## EXERCISE GOAL
Collect every line of the data that contains the word "plant" and copy each one out in full.

## DATA FOR THE TASK
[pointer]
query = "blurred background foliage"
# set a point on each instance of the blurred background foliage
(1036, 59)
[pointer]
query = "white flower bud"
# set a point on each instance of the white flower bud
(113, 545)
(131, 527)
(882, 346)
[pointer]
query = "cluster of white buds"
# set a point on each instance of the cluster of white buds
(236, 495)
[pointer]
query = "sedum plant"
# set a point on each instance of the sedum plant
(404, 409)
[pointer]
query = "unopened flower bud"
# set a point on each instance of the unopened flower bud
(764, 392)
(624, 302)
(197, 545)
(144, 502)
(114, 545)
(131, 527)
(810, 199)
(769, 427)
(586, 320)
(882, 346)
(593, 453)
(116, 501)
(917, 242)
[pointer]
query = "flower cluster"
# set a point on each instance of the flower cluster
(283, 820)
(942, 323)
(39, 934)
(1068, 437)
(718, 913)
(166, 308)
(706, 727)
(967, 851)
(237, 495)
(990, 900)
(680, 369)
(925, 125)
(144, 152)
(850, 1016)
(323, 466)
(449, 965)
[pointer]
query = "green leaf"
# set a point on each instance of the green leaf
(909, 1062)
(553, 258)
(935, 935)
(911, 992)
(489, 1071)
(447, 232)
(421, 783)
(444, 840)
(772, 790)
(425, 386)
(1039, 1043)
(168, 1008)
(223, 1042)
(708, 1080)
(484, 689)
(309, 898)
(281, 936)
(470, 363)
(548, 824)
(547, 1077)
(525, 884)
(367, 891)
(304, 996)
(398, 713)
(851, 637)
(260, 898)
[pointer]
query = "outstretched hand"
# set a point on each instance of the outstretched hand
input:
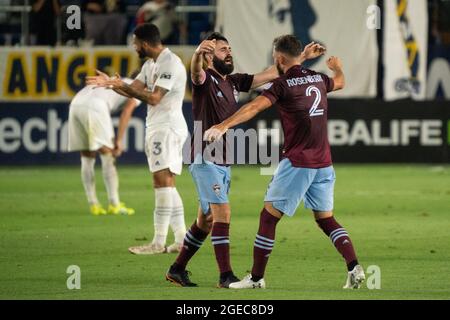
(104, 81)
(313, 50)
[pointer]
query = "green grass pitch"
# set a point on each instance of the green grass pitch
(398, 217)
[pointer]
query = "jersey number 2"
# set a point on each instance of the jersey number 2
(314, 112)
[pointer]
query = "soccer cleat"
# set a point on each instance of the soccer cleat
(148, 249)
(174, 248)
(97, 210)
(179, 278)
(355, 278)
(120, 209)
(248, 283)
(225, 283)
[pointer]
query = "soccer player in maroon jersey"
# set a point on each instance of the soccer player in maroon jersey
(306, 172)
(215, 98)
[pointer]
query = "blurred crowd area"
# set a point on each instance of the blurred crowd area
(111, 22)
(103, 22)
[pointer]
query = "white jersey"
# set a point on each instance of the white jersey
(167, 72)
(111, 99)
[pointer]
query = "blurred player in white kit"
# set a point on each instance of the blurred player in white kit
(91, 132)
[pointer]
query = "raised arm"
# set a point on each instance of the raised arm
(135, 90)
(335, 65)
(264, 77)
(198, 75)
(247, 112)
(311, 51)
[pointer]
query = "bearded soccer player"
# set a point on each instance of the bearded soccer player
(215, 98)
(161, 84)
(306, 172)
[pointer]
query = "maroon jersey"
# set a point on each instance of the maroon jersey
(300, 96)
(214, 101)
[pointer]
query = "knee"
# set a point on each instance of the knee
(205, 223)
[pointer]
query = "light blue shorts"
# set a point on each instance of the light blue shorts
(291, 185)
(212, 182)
==
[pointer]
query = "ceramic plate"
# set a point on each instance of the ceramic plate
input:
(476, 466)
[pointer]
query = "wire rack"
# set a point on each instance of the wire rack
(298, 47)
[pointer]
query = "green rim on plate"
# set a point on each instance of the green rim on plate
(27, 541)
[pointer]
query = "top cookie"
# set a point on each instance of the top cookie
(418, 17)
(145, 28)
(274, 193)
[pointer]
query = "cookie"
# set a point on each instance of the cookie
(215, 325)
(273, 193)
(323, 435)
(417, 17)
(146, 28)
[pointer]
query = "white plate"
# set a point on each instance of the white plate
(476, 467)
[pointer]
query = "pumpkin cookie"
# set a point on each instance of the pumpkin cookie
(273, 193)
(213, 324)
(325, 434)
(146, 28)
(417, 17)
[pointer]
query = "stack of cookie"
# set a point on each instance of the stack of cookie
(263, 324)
...
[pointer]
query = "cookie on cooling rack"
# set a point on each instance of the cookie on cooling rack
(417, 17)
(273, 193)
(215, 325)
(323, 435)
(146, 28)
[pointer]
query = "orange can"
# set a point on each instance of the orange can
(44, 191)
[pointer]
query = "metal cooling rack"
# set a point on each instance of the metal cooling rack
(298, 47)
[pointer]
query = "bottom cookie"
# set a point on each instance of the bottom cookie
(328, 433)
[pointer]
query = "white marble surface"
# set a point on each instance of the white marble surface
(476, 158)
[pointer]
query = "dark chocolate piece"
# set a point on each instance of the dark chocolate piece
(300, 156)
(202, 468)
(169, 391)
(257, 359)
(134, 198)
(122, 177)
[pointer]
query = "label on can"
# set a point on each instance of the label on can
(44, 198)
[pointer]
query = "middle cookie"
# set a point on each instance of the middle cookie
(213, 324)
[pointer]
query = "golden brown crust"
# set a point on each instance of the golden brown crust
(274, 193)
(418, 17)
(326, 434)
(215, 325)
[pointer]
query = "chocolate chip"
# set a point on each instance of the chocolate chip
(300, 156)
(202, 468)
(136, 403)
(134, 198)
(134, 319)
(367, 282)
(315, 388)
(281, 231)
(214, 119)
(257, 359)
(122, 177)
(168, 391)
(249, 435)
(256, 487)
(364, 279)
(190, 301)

## SOLUTION TO THIS PROBLEM
query = "sedum plant"
# set a point on each instance of the sedum plant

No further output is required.